TEXT SECTION |
-------------------------
EXHIBIT 10.40
SECURITY AGREEMENT AND PLEDGE
THIS SECURITY AGREEMENT AND PLEDGE (the "Agreement") is made and entered
into as of the 23rd day of May, 2003, by and between XXXXXXXXX X. XXXXXXX AND
XXXX X. XXXXXXX JOINT TENANTS ("Pledgor") and FIRST SAVINGS BANK, A F.S.B.
("Secured Party").
I. COLLATERAL AND OBLIGATIONS.
Pledgor is the legal and equitable owner of Xxxxxxx Xxxxxx & Co., Inc.
Account Number 5882-7340 (the "Collateral"). Contemporaneous with Pledgor's
execution hereof, FIRST CONSUMER CREDIT, INC. ("Borrower") shall execute that
one certain promissory note, payable to the order of Secured Party, in the
original principal amount of $4,000,000.00 (the "Note"). As used herein, the
term "Obligations" shall mean:
(a) All indebtedness, liabilities and obligations arising under the
Note and this Agreement; and
(b) All loans and advances which Secured Party may hereafter make to
Borrower and/or Pledgor; and
(c) All other and additional indebtedness, liabilities and
obligations of every kind and character, of Borrower and/or Pledgor now or
hereafter existing in favor of Secured Party, regardless of whether they are
direct, indirect, primary, secondary, joint, several, joint and several,
liquidated, unliquidated, fixed or contingent, and regardless of whether the
same may, prior to their acquisition by Secured Party, be or have been payable
to some other person or entity, it being the intention and contemplation of
Borrower and/or Pledgor and Secured Party that future advances may be made to
Borrower and/or Pledgor for a variety of purposes, that Borrower and/or Pledgor
may guarantee (or otherwise become directly or contingently obligated with
respect to) the obligations of others to Secured Party, and that Secured Party
may, from time to time, acquire from others obligations of Borrower and/or
Pledgor to such others, or that Borrower and/or Pledgor may otherwise hereafter
be or become further indebted to Secured Party, and that payment and repayment
of all of the foregoing are intended to and shall be part of the Obligations
secured hereby; and
(d) The payment and performance by Borrower and/or Pledgor of all of
its obligations under (i) any loan agreement now or hereafter executed by and
between Borrower, Pledgor and Secured Party, together with all amendments,
modifications, renewals, restatements, rearrangements, or extensions thereof,
and (ii) any and all other security agreements, mortgages, deeds of trust,
collateral pledge agreements, assignments or contracts of any kind now or
hereafter existing as evidence of, security for, or otherwise executed in
connection with any indebtedness, obligation or liability of Borrower and/or
Pledgor to Secured Party; and
SECURITY AGREEMENT AND PLEDGE - PAGE 1
(e) Any and all renewals, increases, extensions, modifications,
rearrangements, or restatements of all or any part of the loans, advances,
indebtedness, liabilities, and obligations described or referred to in
subparagraphs (a) through (d) above, together with all costs, expenses and
attorneys' fees incurred in connection with the enforcement or collection
thereof.
-------------------------
PROVIDED DATA |
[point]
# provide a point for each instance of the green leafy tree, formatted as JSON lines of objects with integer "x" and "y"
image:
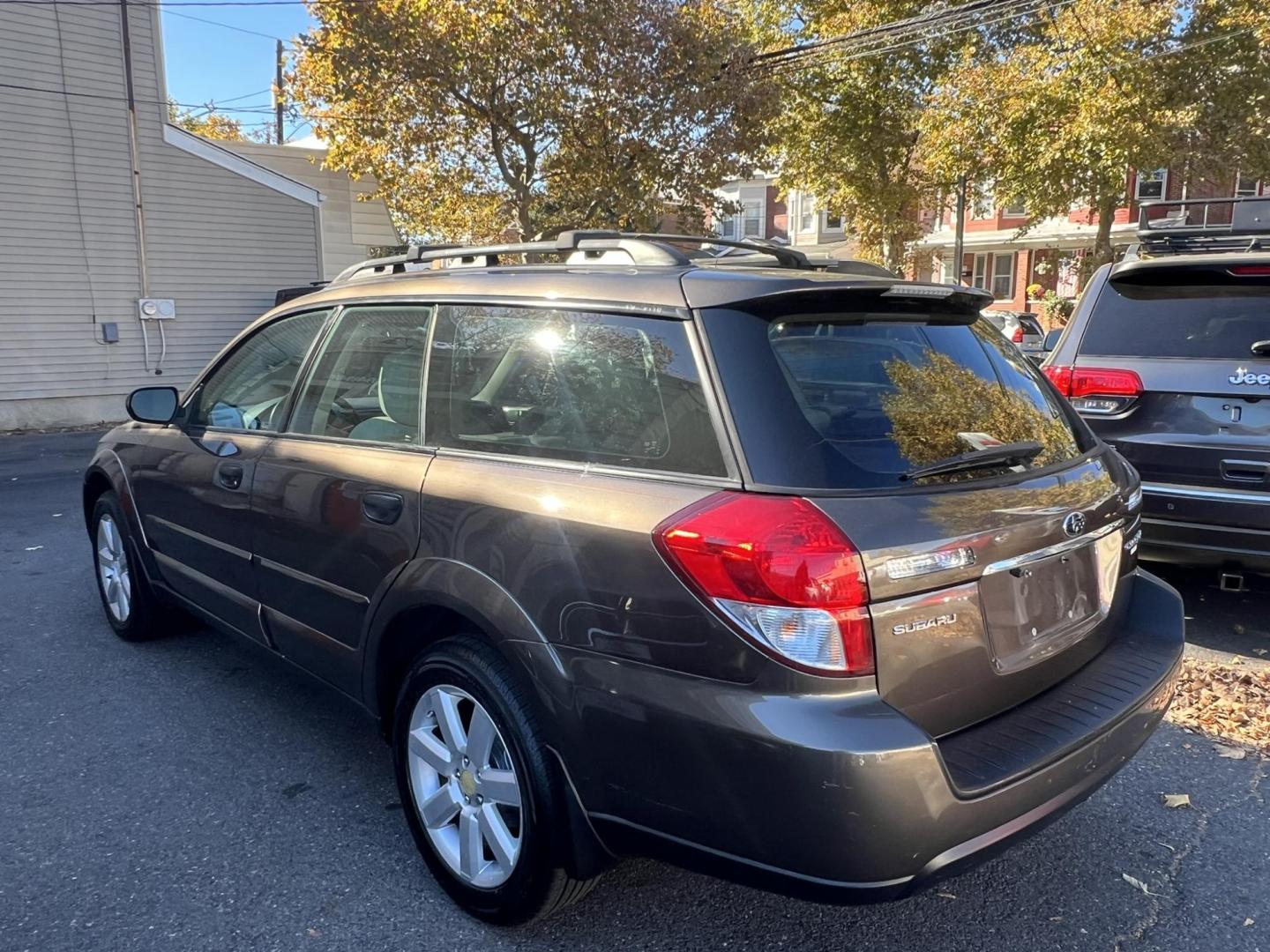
-------------------------
THINGS TO DO |
• A. In the security agreement, swap "Pledgor" for "Grantor" and give the passage again from "EXHIBIT 10.40" up to and including "COLLATERAL AND OBLIGATIONS.".
• B. Answer these questions about the security agreement:
(i) On what date is it made and entered into?
(ii) What is the original principal amount of the Note?
(iii) Which company is named as Borrower?
• C. Please turn the paragraph of the security agreement beginning "(d) The payment and performance" into a short list that keeps its main facts.

RESPONSES |
• A.
EXHIBIT 10.40
SECURITY AGREEMENT AND PLEDGE
THIS SECURITY AGREEMENT AND PLEDGE (the "Agreement") is made and entered
into as of the 23rd day of May, 2003, by and between XXXXXXXXX X. XXXXXXX AND
XXXX X. XXXXXXX JOINT TENANTS ("Grantor") and FIRST SAVINGS BANK, A F.S.B.
("Secured Party").
I. COLLATERAL AND OBLIGATIONS.

• B.
(i) The 23rd day of May, 2003.
(ii) $4,000,000.00.
(iii) First Consumer Credit, Inc.

• C.
Obligations include payment and performance by Borrower and/or Pledgor of all obligations under:
- any loan agreement now or later executed by Borrower, Pledgor and Secured Party, with all amendments, modifications, renewals, restatements, rearrangements or extensions;
- any other security agreements, mortgages, deeds of trust, collateral pledge agreements, assignments or contracts, now or later existing, that evidence, secure or are executed in connection with any indebtedness, obligation or liability of Borrower and/or Pledgor to Secured Party.